───── Data for this task ─────

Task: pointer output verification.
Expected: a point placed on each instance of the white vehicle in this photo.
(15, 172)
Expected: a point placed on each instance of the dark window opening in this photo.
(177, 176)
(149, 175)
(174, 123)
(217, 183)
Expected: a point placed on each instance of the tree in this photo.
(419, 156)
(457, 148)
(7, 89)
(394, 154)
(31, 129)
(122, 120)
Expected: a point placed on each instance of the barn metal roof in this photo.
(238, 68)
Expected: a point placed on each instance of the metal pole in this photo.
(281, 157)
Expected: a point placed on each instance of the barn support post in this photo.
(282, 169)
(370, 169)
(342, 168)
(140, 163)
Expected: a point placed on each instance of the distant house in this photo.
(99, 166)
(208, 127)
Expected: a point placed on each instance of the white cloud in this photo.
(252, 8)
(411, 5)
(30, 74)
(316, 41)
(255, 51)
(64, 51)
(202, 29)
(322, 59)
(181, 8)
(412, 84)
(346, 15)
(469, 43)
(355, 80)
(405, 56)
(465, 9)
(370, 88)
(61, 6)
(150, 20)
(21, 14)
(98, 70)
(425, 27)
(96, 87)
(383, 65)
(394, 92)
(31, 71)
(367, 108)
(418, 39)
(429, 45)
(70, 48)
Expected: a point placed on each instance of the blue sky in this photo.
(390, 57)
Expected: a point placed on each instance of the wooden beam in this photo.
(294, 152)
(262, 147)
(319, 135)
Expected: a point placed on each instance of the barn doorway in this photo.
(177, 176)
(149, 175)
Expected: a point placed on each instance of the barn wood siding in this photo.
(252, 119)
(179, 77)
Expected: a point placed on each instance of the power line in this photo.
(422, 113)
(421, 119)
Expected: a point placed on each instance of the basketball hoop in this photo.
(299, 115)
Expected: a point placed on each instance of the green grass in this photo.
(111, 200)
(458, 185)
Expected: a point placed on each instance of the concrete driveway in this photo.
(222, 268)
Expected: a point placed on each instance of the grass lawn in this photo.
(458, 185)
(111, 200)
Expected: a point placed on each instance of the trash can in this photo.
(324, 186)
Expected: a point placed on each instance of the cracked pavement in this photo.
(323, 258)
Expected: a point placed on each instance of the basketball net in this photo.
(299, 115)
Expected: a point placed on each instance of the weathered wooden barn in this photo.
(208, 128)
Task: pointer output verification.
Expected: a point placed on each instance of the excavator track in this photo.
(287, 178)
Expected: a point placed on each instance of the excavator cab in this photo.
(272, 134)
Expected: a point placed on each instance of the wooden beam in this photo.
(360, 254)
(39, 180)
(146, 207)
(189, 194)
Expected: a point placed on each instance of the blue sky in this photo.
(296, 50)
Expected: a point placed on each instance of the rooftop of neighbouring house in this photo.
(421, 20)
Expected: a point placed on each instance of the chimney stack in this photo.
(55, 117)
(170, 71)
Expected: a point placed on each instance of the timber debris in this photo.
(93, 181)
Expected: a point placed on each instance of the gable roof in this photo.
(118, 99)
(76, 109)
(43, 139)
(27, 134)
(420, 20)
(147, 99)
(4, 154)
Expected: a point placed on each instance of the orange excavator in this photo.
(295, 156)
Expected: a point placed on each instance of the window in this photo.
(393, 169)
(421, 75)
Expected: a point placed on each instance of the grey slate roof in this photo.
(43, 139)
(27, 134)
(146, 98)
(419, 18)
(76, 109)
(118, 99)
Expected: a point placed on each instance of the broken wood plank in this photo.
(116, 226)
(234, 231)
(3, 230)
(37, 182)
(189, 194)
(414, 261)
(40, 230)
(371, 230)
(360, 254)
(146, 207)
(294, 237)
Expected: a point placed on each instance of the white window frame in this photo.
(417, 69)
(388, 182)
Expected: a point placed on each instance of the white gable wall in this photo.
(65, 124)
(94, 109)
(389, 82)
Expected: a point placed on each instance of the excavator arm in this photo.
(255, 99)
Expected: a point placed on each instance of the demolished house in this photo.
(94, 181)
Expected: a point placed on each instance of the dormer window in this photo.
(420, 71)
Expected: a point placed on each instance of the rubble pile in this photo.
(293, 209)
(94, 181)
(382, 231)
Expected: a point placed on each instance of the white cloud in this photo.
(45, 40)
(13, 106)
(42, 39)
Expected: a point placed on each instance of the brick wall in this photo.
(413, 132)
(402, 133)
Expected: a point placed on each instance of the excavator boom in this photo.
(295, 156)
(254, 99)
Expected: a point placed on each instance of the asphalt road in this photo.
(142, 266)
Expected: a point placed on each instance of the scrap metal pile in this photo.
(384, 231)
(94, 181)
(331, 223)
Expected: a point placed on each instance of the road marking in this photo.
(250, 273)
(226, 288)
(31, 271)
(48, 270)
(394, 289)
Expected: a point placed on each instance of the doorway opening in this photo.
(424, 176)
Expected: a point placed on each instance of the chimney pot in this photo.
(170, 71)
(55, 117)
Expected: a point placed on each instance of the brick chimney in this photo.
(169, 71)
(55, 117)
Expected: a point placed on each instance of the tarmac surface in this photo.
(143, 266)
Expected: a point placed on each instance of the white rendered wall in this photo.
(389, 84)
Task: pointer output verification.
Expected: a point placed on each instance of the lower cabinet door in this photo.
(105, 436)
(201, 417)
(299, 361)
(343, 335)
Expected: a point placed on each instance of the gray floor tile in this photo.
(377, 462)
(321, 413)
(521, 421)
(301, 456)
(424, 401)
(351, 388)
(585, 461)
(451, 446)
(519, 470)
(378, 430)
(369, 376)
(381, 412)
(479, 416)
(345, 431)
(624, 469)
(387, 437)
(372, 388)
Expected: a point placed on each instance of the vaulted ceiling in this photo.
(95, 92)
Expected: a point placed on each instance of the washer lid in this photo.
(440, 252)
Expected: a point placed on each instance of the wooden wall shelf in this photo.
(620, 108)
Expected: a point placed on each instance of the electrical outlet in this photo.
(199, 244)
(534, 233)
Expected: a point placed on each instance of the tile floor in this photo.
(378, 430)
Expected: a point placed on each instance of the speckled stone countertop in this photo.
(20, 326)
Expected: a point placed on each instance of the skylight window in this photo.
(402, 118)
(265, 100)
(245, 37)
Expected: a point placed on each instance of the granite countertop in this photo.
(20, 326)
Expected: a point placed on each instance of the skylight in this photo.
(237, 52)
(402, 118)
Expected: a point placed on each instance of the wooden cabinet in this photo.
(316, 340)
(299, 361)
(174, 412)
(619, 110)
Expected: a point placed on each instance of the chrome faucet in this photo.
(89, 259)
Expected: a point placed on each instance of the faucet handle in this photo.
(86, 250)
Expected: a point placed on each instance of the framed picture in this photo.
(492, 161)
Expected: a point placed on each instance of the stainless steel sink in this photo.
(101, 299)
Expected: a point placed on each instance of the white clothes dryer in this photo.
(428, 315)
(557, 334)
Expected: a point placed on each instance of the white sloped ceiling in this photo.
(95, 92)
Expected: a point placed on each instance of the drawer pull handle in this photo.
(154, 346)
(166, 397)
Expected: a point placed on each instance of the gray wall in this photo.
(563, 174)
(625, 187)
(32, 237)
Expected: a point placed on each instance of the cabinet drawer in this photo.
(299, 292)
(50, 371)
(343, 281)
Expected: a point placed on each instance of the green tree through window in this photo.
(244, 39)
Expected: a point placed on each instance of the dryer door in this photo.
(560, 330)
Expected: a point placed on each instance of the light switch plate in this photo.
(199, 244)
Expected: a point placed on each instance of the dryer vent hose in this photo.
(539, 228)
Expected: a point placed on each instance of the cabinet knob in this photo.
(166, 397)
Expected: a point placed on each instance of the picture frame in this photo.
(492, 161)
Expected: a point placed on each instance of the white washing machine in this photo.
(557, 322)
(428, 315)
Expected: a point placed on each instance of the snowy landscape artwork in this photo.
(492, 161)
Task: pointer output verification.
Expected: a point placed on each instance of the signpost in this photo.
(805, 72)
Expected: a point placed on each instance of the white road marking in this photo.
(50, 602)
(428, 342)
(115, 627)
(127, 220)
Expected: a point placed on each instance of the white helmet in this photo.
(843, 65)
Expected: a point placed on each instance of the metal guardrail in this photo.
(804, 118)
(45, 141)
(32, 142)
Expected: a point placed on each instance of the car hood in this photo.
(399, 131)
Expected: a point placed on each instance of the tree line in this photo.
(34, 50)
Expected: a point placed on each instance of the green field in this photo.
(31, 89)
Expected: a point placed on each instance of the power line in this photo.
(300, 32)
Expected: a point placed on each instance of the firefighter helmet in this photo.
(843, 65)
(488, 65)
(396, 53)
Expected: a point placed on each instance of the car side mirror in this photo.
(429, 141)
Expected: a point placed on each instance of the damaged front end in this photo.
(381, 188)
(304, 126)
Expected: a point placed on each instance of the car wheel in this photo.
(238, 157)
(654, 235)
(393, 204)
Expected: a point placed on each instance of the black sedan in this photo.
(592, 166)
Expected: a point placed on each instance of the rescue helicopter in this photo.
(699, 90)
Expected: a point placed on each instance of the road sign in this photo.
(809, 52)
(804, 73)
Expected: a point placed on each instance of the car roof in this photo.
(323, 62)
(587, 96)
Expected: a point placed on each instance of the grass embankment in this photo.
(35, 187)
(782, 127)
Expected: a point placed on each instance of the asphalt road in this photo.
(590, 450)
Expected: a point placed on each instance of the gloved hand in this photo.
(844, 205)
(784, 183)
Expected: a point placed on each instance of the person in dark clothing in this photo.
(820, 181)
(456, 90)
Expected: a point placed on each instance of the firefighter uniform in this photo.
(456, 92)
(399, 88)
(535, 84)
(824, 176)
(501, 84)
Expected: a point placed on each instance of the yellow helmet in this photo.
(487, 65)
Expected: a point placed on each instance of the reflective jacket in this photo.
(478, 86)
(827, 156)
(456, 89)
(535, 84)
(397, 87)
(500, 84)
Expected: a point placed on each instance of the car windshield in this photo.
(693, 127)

─────

Starting at the line that contains "Expected: a point placed on each instance of the reflective" and continuing through the end of the records, render those lines as a JSON list of strings, one string per line, with blank lines left out.

[
  "Expected: a point placed on each instance of the reflective jacket in this photo.",
  "(478, 86)",
  "(827, 156)",
  "(456, 89)",
  "(535, 84)",
  "(397, 87)",
  "(500, 84)",
  "Expected: a point placed on each instance of the car windshield in this photo.",
  "(693, 127)"
]